TASK DETAILS = In the records below, reproduce word for word the stretch from the line containing "For the benchmark, point to the utility" through the line containing "Target: utility pole", keeping both of those lines.

(Records from a data collection)
■ ■ ■ ■ ■ ■ ■
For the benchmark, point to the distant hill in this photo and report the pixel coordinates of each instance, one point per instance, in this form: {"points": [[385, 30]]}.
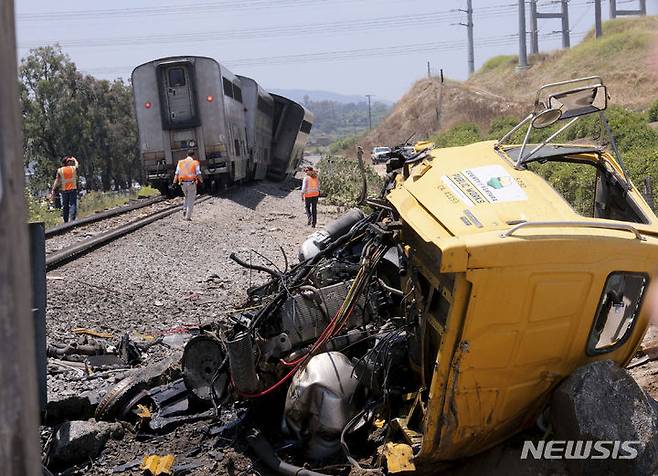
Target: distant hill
{"points": [[317, 96], [626, 57]]}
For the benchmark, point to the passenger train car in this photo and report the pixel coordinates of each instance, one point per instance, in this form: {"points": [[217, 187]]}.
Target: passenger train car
{"points": [[259, 111], [239, 130], [292, 125]]}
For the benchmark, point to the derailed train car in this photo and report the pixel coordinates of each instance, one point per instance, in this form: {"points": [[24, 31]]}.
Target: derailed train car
{"points": [[259, 111], [192, 102], [292, 125], [439, 324]]}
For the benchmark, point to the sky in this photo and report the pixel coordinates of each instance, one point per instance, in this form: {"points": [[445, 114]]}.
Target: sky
{"points": [[378, 47]]}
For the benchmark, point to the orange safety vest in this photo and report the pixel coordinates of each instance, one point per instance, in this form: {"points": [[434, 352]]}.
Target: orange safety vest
{"points": [[69, 177], [312, 187], [187, 170]]}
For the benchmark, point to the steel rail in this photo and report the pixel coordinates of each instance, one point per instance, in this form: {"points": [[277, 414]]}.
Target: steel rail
{"points": [[64, 227], [71, 253]]}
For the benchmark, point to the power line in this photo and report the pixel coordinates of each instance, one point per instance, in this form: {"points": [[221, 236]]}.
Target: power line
{"points": [[346, 55], [371, 24], [188, 9], [382, 23]]}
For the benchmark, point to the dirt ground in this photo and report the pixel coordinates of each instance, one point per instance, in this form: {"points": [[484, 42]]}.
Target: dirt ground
{"points": [[167, 275], [173, 273]]}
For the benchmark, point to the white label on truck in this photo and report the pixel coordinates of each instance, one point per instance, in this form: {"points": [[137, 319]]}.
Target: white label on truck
{"points": [[487, 184]]}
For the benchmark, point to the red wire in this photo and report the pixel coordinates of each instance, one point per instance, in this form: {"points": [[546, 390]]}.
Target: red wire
{"points": [[298, 363]]}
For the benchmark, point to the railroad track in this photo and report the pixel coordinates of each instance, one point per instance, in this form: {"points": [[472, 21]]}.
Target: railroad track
{"points": [[96, 217], [58, 258]]}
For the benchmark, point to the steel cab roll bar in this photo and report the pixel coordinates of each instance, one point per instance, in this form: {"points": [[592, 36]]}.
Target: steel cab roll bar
{"points": [[564, 100]]}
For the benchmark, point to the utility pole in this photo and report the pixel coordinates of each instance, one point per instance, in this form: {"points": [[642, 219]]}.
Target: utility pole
{"points": [[19, 415], [523, 52], [563, 15], [369, 112], [469, 33], [641, 10], [566, 41], [534, 31]]}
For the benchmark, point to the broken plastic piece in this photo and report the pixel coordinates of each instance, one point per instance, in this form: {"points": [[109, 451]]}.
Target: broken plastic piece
{"points": [[155, 465], [399, 458], [91, 332]]}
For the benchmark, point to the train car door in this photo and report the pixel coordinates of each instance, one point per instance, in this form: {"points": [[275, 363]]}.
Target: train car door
{"points": [[179, 98]]}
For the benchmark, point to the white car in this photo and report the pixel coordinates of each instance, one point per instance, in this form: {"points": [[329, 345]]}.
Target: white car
{"points": [[380, 154]]}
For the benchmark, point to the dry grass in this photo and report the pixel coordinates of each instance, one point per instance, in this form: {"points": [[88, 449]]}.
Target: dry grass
{"points": [[626, 57]]}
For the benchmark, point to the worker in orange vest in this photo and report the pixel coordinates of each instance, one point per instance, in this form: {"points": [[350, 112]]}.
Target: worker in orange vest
{"points": [[67, 181], [310, 194], [188, 174]]}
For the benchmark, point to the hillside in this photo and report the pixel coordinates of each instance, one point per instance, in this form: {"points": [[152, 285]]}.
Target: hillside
{"points": [[626, 57]]}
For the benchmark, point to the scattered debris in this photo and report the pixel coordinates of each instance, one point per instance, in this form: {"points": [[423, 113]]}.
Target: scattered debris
{"points": [[77, 441], [63, 406], [602, 402], [155, 465]]}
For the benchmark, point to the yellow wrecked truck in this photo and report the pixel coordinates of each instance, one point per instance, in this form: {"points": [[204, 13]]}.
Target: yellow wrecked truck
{"points": [[518, 286], [438, 324]]}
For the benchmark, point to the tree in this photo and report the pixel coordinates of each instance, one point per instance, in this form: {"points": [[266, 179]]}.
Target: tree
{"points": [[68, 113]]}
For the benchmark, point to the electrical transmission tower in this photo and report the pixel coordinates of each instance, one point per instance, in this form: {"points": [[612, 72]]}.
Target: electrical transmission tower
{"points": [[469, 31], [535, 15], [523, 51], [641, 10]]}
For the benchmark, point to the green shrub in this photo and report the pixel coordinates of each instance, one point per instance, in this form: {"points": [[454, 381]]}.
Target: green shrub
{"points": [[344, 143], [461, 134], [497, 62], [653, 111], [501, 126], [38, 210], [340, 180], [147, 191]]}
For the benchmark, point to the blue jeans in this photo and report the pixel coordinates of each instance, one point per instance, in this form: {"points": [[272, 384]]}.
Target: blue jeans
{"points": [[69, 204]]}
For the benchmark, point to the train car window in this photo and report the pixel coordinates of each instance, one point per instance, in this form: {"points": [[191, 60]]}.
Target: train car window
{"points": [[228, 87], [265, 106], [617, 313], [176, 77], [306, 127], [237, 92]]}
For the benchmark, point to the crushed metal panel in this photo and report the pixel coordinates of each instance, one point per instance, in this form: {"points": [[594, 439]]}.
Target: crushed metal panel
{"points": [[155, 465], [399, 458]]}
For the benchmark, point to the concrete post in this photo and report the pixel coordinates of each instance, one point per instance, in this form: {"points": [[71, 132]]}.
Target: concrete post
{"points": [[534, 31], [469, 29], [523, 52], [566, 41], [39, 300], [19, 415]]}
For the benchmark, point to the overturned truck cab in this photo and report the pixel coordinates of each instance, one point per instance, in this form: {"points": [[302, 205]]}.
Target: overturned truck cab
{"points": [[515, 287], [438, 325]]}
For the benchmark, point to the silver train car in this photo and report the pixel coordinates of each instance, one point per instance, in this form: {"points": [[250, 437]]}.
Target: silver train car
{"points": [[292, 126], [259, 111], [236, 127]]}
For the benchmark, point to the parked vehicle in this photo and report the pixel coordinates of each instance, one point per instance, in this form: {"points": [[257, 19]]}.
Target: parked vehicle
■ ■ ■ ■ ■ ■ ■
RIGHT ANSWER =
For the benchmark, point to the utility pole in this photo and report the pixel coordinates of each instance, one point per instance, in this form: {"points": [[642, 219]]}.
Target: utility pole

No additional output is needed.